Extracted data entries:

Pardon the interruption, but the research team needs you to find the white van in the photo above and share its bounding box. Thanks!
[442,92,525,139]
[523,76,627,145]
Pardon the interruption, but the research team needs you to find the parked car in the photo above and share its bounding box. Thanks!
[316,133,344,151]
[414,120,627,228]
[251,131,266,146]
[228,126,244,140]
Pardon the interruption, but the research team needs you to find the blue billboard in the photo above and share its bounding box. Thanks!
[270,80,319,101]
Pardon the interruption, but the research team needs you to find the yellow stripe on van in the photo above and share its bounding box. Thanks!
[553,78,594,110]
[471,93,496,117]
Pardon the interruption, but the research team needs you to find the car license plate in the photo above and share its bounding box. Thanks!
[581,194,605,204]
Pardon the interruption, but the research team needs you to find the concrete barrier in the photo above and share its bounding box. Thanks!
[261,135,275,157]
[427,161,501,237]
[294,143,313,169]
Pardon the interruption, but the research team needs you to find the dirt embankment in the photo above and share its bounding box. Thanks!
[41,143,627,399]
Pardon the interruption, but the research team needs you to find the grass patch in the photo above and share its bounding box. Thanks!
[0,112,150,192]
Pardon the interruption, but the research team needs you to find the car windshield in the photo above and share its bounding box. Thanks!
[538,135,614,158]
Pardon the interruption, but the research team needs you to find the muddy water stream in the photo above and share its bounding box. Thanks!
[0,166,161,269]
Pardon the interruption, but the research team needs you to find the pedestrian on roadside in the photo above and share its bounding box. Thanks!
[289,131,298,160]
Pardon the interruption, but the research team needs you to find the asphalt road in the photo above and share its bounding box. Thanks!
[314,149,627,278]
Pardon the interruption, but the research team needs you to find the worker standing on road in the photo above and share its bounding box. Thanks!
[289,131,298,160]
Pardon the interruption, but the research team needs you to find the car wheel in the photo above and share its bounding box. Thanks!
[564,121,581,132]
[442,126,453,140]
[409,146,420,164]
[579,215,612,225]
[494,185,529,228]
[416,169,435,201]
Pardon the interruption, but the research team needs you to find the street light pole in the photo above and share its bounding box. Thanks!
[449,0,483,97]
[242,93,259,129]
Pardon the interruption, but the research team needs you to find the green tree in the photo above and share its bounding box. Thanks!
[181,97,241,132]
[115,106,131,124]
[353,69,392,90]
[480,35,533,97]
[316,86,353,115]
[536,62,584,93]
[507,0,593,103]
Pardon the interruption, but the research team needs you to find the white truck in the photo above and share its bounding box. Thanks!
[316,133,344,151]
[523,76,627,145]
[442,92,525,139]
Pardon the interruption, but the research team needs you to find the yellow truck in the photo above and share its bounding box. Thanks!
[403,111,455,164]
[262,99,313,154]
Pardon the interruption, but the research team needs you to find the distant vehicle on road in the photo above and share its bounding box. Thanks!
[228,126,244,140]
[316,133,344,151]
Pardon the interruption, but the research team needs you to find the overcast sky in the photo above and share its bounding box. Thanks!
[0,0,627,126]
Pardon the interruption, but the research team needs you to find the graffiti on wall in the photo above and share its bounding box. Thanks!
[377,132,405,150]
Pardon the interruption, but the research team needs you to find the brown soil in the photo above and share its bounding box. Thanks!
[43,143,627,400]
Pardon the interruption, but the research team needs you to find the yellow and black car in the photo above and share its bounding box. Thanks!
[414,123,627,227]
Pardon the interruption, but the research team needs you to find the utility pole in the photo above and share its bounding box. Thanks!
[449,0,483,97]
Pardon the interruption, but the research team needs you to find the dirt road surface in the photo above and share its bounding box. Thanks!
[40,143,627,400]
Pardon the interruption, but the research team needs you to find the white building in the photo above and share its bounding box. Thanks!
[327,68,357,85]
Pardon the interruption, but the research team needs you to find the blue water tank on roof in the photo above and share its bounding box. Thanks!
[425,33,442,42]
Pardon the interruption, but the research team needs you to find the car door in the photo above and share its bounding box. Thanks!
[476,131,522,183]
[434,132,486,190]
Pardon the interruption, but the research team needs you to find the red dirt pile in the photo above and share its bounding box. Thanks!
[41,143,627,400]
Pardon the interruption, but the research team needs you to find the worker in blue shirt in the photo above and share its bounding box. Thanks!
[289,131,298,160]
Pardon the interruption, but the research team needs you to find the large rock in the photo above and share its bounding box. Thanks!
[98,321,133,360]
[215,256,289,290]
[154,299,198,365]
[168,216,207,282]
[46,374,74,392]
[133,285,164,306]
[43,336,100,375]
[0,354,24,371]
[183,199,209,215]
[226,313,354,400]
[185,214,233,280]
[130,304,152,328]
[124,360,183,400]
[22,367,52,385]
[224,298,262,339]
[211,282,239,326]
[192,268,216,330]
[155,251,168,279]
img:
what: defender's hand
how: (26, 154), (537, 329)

==

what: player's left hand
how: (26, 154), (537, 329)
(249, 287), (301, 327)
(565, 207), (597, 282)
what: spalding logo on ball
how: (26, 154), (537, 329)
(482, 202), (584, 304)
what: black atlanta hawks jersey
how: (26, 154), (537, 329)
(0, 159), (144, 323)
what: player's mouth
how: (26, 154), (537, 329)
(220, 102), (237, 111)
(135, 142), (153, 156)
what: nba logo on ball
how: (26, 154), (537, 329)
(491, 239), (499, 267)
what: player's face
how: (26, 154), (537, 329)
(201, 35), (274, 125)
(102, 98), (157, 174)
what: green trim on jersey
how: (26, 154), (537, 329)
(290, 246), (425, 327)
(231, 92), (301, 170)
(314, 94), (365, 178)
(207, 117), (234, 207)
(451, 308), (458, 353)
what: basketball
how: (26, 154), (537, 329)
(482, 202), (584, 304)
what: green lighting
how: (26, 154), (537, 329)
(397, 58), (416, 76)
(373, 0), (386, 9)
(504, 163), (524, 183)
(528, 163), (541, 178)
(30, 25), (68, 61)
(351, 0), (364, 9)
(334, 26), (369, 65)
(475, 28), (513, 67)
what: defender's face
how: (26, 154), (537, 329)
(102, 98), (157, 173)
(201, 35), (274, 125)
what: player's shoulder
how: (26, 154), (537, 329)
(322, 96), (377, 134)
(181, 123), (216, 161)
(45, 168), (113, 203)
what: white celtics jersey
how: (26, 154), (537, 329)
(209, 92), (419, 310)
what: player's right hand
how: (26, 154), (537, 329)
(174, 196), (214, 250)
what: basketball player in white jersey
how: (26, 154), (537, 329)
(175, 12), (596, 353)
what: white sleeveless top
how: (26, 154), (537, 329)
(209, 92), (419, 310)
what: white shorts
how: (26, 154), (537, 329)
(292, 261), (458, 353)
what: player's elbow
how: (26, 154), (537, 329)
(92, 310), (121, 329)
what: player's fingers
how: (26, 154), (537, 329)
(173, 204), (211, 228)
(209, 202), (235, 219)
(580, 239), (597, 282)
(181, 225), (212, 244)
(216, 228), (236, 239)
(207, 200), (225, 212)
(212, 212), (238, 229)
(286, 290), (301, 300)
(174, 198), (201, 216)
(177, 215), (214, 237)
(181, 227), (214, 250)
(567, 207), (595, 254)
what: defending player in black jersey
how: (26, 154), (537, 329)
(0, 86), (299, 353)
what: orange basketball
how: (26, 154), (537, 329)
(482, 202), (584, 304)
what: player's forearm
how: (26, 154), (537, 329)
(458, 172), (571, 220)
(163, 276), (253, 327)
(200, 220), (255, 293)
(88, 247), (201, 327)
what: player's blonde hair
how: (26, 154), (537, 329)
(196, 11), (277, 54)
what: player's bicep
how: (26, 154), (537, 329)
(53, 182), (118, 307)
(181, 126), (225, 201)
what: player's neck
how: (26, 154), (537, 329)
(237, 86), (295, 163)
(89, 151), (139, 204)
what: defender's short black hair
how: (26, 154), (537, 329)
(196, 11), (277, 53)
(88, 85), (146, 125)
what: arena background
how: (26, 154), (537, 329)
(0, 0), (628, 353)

--

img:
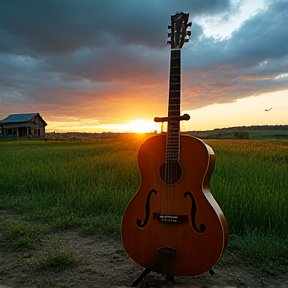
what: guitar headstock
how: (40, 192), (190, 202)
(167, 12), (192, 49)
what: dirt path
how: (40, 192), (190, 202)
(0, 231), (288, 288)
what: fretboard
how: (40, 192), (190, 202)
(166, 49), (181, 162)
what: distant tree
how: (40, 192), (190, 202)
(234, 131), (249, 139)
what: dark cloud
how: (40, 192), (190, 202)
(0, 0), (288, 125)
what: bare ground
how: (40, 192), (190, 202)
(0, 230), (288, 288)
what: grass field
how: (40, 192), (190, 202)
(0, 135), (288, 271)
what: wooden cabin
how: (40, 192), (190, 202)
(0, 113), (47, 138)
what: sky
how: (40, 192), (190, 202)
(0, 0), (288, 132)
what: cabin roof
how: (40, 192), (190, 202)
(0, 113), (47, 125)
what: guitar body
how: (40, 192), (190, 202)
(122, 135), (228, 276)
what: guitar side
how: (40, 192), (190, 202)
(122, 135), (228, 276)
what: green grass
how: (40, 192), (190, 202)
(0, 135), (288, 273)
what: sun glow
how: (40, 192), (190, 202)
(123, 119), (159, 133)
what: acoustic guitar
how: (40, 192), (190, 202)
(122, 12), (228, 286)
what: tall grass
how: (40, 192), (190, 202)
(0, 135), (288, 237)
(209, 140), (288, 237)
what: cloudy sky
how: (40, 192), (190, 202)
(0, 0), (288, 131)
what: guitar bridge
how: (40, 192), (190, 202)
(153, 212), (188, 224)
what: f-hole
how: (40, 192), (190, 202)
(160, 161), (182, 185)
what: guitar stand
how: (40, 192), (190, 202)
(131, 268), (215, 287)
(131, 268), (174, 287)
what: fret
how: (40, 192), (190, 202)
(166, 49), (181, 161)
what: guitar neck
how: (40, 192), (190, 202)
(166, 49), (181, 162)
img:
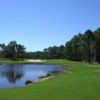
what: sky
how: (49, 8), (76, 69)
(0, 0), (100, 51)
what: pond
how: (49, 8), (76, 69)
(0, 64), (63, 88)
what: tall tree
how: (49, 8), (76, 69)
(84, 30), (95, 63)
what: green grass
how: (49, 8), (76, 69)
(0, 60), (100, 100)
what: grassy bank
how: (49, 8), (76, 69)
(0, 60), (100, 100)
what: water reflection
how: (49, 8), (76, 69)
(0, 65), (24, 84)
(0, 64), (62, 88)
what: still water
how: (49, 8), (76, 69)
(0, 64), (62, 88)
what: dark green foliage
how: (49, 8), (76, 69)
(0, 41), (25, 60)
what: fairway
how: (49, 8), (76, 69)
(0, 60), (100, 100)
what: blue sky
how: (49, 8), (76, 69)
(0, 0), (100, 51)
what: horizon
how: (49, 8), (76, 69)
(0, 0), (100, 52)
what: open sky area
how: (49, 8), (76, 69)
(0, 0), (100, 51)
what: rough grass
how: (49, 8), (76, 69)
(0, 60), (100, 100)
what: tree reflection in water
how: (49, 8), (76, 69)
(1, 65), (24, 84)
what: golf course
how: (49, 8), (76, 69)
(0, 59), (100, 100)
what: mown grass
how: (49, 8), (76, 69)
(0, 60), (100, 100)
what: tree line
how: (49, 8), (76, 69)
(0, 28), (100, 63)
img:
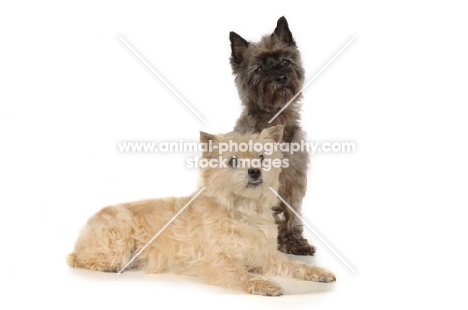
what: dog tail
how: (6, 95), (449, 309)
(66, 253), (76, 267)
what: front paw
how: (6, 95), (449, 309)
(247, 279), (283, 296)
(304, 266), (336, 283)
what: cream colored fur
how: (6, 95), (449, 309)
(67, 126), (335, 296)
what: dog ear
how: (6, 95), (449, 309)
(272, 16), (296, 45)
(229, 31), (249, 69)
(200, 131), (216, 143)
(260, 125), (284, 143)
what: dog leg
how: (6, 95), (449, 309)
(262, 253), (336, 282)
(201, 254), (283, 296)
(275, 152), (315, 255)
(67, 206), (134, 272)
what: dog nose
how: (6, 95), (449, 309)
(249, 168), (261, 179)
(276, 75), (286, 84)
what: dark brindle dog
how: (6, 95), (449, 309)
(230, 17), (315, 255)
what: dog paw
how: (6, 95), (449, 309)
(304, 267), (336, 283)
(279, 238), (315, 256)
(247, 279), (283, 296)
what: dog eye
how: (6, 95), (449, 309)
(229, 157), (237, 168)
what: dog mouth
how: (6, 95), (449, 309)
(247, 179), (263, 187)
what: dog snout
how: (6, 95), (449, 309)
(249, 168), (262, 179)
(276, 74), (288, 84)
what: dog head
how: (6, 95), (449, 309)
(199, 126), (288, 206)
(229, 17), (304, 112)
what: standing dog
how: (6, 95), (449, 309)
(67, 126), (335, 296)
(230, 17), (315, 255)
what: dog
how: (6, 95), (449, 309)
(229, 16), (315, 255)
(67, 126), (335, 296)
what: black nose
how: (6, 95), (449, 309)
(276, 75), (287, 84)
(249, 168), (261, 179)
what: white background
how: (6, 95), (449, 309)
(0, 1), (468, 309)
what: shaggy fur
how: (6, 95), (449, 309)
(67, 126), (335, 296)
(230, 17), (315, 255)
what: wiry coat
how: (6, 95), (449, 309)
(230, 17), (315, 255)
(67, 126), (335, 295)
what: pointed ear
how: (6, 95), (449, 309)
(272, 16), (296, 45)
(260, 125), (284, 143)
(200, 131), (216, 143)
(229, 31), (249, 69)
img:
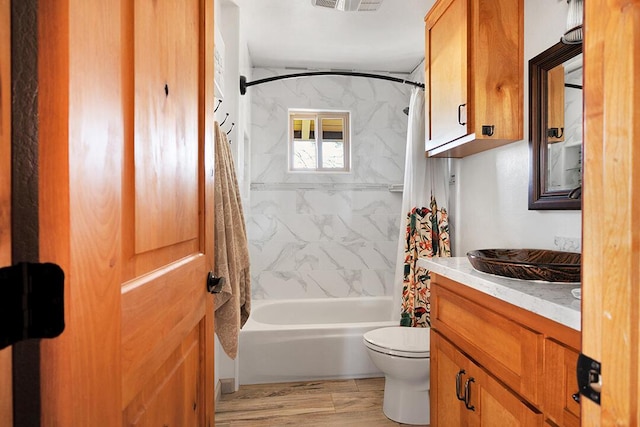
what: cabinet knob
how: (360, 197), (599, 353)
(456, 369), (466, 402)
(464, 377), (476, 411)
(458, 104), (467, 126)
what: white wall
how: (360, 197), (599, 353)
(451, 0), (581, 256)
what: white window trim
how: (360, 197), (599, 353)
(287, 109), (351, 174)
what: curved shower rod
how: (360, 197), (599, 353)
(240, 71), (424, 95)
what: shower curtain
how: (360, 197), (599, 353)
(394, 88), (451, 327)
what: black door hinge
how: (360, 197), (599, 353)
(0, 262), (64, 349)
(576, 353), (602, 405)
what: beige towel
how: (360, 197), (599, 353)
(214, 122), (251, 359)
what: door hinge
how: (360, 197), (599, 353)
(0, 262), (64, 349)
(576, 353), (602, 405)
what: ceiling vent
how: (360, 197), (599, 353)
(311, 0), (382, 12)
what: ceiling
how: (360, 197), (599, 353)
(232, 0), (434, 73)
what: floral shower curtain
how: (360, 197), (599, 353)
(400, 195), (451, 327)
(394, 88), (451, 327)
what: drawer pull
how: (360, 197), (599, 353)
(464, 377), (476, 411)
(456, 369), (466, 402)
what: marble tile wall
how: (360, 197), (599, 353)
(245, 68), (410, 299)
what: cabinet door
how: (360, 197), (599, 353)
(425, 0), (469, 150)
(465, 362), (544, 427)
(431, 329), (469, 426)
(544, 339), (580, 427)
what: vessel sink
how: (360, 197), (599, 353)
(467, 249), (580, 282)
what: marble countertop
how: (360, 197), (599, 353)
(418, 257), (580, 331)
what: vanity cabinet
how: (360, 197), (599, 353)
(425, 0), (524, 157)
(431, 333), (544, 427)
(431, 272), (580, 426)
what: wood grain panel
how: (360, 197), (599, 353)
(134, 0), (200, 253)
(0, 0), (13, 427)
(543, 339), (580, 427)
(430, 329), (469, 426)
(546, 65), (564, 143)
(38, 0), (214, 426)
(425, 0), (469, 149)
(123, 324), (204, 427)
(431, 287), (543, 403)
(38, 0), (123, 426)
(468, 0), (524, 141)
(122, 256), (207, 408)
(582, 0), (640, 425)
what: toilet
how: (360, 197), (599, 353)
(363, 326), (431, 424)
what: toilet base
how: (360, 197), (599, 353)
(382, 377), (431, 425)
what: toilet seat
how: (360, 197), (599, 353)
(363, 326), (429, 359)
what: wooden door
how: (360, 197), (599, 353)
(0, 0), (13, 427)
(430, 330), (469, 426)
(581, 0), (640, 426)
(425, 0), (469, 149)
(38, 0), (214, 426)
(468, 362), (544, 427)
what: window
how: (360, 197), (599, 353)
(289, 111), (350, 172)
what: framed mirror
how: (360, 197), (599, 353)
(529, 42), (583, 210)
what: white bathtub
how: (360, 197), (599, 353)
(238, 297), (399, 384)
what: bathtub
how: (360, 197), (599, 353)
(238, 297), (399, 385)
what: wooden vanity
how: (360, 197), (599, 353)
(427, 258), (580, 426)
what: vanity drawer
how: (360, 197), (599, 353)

**Exercise goal:** Arrange the rows from the line containing "what: white wall" through the line containing "(214, 122), (251, 359)" as a Markdown table with the columns Row and Text, putting the row number in Row and the line in Text, and leave out blank lines.

**Answer for this exercise:**
| Row | Text |
|---|---|
| 1 | what: white wall |
| 2 | how: (360, 197), (599, 353) |
| 3 | (451, 0), (581, 256) |
| 4 | what: white window trim |
| 5 | how: (360, 197), (599, 353) |
| 6 | (287, 109), (351, 174) |
| 7 | what: curved shower rod |
| 8 | how: (360, 197), (599, 353) |
| 9 | (240, 71), (424, 95) |
| 10 | what: shower curtain |
| 11 | how: (360, 197), (599, 353) |
| 12 | (394, 88), (451, 327) |
| 13 | what: black door hinge |
| 14 | how: (360, 197), (599, 353) |
| 15 | (0, 262), (64, 349) |
| 16 | (576, 353), (602, 405) |
| 17 | what: beige towel |
| 18 | how: (360, 197), (599, 353) |
| 19 | (214, 122), (251, 359) |